» **Given task**
Please transcribe the Sudoku text below word for word, from start to finish.

» **Extracted text**
This week I had a chance to spent some time with my former professor from the Tokyo Institute of Technology, Osamu Watanabe. It is funny that I ended up seeing him here in Barcelona after not seeing him at all the last few years that I was in Tokyo a lot more often.

He explained me an anecdote about how he thought that Sudoku meant “numbers poison” since you could actually write it that way using Japanese kanji and how he told so an American that he met on a plane trip that was playing Sudoku. In fact, Sudoku is not written with the kanji for “number” (su) and “poison” (doku) but numbers and “single” (doku means also poison but with a different kanji) and as explained in this article, the game, not invented in Japan but in the US and popularize by a Japanese magazine under the new name which was trademarked (the game itself cannot be patented or trademarked) was originally referred to as “suji wa dokushin ni kagiru,” which means “the numbers must be single”—meaning not repeated. The name was then shortened to Sudoku, which means “single numbers.

Watanabe-sensei is working with one of his student on trying to solve the problem of providing a way to enumerate Sudoku problems. As far as he knew (and few Internet searches confirmed this in an extremely experimental way), this problem has not been solved, what has been solved is counting how many Sudoku problems are out there.

Solving this problem and providing an algorithm for generating a unique number for each Sudoku number will prove to be very popular since someone could easily create a centralize database of known Sudoku problems (just the numbers) and then check against that to see whether that one exists and then claim that number or someone could be challenged to create Sudoku problem number 234,934 knowing that someone else has already created problems 234,933 and 234,935 and fill the gap. Notice that since every Sudoku problem has a unique solution, what we are counting here are unique solutions but for each solution one can generate a lot of different starting points just by removing numbers differently. That also leads to the problem of how many numbers can you remove while leaving the problem solvable which is another interesting problem. Since Sudoku is basically a constraint satisfaction problem, as a theoretical computer scientists will say, it is a a very interesting source for mathematicians and theorists to study it. You can apply known computer science techniques like integer programming to solve it.

» **Entries shown**
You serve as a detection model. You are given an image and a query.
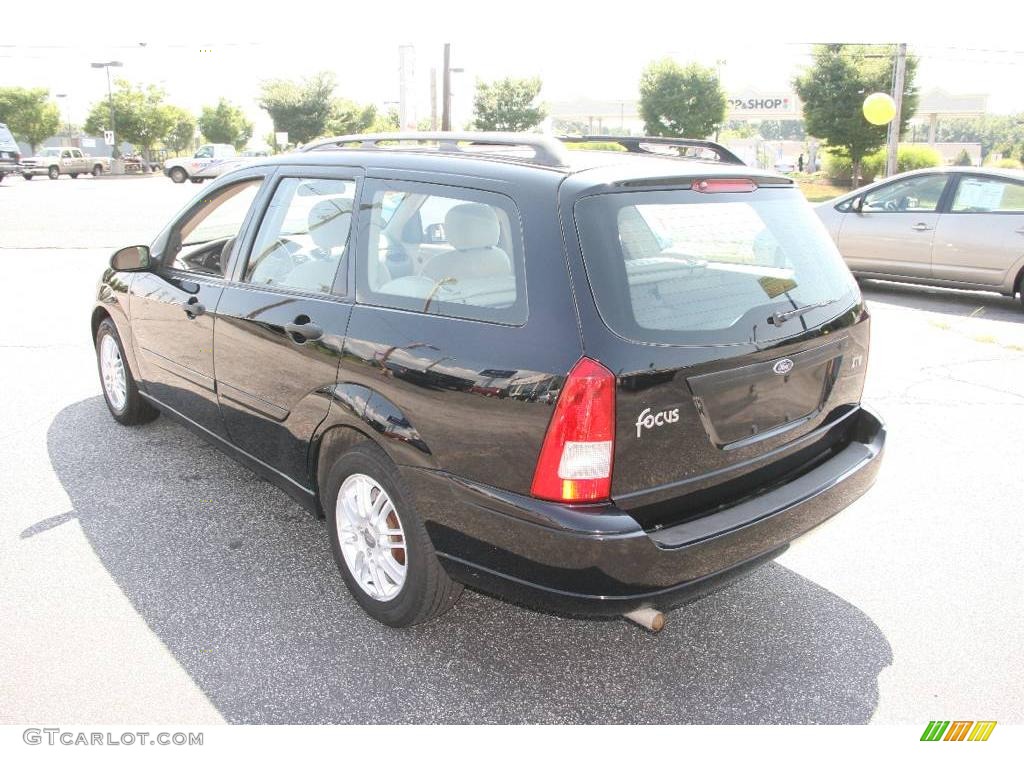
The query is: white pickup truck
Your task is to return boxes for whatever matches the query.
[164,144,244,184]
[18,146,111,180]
...
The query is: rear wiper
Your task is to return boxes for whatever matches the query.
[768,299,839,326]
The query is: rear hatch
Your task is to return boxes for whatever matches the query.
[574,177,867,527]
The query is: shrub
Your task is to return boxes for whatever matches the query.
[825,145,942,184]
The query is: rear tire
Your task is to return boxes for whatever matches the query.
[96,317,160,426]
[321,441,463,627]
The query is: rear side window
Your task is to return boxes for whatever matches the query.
* * *
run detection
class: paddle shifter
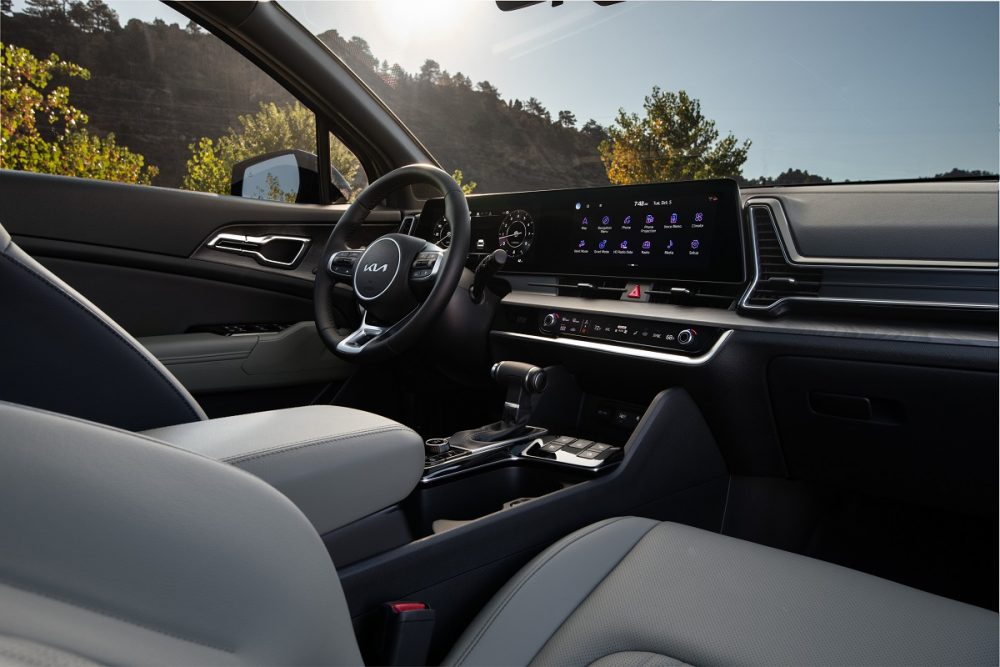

» **Result of the task**
This week I had a chance to spent some time with my former professor from the Tokyo Institute of Technology, Osamu Watanabe. It is funny that I ended up seeing him here in Barcelona after not seeing him at all the last few years that I was in Tokyo a lot more often.

He explained me an anecdote about how he thought that Sudoku meant “numbers poison” since you could actually write it that way using Japanese kanji and how he told so an American that he met on a plane trip that was playing Sudoku. In fact, Sudoku is not written with the kanji for “number” (su) and “poison” (doku) but numbers and “single” (doku means also poison but with a different kanji) and as explained in this article, the game, not invented in Japan but in the US and popularize by a Japanese magazine under the new name which was trademarked (the game itself cannot be patented or trademarked) was originally referred to as “suji wa dokushin ni kagiru,” which means “the numbers must be single”—meaning not repeated. The name was then shortened to Sudoku, which means “single numbers.

Watanabe-sensei is working with one of his student on trying to solve the problem of providing a way to enumerate Sudoku problems. As far as he knew (and few Internet searches confirmed this in an extremely experimental way), this problem has not been solved, what has been solved is counting how many Sudoku problems are out there.

Solving this problem and providing an algorithm for generating a unique number for each Sudoku number will prove to be very popular since someone could easily create a centralize database of known Sudoku problems (just the numbers) and then check against that to see whether that one exists and then claim that number or someone could be challenged to create Sudoku problem number 234,934 knowing that someone else has already created problems 234,933 and 234,935 and fill the gap. Notice that since every Sudoku problem has a unique solution, what we are counting here are unique solutions but for each solution one can generate a lot of different starting points just by removing numbers differently. That also leads to the problem of how many numbers can you remove while leaving the problem solvable which is another interesting problem. Since Sudoku is basically a constraint satisfaction problem, as a theoretical computer scientists will say, it is a a very interesting source for mathematicians and theorists to study it. You can apply known computer science techniques like integer programming to solve it.